(Entradas de identificação de locais)
..........

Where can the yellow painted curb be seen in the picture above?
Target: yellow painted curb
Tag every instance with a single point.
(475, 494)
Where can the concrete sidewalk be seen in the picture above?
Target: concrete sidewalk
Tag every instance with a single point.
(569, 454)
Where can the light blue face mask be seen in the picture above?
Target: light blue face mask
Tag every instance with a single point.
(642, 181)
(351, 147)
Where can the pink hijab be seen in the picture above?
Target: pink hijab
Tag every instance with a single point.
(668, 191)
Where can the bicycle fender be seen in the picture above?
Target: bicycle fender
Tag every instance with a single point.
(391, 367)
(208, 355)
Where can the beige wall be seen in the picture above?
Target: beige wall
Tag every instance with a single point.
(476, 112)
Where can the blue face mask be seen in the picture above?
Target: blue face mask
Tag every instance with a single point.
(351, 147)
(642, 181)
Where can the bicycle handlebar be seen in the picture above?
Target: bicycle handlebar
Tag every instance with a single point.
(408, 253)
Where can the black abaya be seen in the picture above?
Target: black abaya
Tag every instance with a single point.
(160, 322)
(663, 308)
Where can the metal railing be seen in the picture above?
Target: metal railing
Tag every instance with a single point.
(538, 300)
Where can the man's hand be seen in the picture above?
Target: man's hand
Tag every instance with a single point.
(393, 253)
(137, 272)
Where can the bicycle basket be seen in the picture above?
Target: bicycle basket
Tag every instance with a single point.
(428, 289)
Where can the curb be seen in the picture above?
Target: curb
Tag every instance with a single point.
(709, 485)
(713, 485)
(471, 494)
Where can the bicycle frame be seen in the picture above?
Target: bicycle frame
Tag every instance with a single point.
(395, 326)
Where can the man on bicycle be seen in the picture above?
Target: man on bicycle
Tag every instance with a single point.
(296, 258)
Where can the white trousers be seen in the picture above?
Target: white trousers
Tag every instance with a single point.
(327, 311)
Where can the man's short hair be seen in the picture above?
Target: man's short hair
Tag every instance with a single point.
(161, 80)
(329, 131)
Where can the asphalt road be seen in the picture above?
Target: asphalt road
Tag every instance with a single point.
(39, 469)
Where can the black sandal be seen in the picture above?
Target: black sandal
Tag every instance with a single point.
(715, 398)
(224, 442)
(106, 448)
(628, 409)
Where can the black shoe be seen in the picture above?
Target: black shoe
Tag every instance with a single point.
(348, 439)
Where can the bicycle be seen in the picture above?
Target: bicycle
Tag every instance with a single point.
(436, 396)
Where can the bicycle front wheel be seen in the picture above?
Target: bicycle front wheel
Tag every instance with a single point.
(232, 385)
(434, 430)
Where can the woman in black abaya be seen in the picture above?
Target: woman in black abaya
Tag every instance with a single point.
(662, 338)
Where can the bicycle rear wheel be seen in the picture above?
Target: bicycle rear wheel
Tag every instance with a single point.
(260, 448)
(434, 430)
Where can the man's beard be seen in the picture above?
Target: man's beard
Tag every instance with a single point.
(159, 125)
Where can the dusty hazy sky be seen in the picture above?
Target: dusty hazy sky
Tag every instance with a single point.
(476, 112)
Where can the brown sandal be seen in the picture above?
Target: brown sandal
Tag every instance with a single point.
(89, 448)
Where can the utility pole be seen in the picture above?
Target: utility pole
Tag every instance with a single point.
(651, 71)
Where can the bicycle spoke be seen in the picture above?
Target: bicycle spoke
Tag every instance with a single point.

..........

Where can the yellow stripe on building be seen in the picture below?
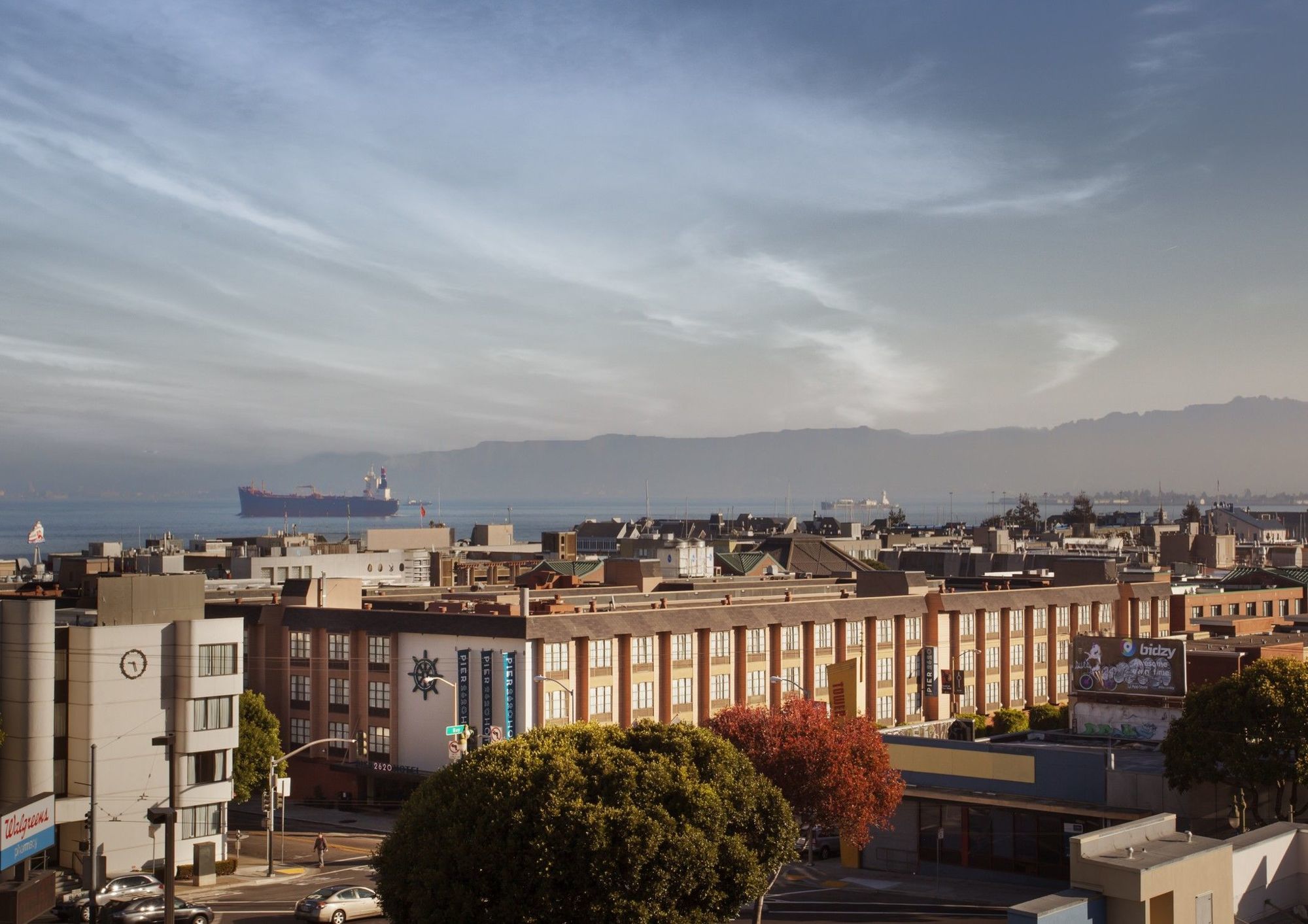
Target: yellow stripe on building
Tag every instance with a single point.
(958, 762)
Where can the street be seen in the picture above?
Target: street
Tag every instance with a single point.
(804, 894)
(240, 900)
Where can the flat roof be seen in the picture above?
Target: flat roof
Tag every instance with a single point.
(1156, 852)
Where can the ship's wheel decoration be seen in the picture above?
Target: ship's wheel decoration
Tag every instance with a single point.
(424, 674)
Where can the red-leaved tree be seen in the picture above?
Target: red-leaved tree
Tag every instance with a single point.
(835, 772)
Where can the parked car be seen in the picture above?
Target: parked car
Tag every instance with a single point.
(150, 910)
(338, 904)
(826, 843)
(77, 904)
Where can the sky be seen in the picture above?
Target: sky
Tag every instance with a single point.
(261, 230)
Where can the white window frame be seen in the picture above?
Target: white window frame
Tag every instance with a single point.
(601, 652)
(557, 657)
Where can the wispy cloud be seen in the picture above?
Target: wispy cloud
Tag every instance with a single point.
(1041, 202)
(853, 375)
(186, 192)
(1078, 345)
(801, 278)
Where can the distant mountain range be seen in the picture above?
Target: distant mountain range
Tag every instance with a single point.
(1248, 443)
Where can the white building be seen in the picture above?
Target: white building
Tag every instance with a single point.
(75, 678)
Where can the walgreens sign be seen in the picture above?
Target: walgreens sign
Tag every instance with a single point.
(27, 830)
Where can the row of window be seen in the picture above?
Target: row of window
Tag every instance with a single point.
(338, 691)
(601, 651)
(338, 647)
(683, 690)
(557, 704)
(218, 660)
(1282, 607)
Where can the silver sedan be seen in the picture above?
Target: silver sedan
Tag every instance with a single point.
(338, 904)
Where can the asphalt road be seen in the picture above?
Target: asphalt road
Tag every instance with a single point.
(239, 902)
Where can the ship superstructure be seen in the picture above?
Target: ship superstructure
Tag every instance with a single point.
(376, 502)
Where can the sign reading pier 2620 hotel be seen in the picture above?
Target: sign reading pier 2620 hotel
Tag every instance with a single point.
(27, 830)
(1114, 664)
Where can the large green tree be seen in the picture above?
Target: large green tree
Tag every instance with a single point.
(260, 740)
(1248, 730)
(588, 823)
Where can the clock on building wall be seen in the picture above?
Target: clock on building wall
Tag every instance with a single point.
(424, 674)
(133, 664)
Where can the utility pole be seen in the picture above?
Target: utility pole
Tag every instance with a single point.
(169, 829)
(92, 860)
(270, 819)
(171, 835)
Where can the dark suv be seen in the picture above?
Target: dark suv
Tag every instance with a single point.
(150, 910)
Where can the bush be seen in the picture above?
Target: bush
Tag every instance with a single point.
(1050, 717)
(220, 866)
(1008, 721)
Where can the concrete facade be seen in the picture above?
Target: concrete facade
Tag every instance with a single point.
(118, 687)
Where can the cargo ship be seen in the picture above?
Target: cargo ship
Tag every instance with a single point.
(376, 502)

..........

Tarefa a realizar
Copie sem alterações as linhas, começando pela que contém "Where can the bush" e seguindo até a que contém "(1008, 721)", com as duas incluídas.

Resultado esperado
Where can the bush be seen in the picture above?
Target: bush
Tag every instance with a single point.
(1050, 717)
(220, 866)
(1008, 721)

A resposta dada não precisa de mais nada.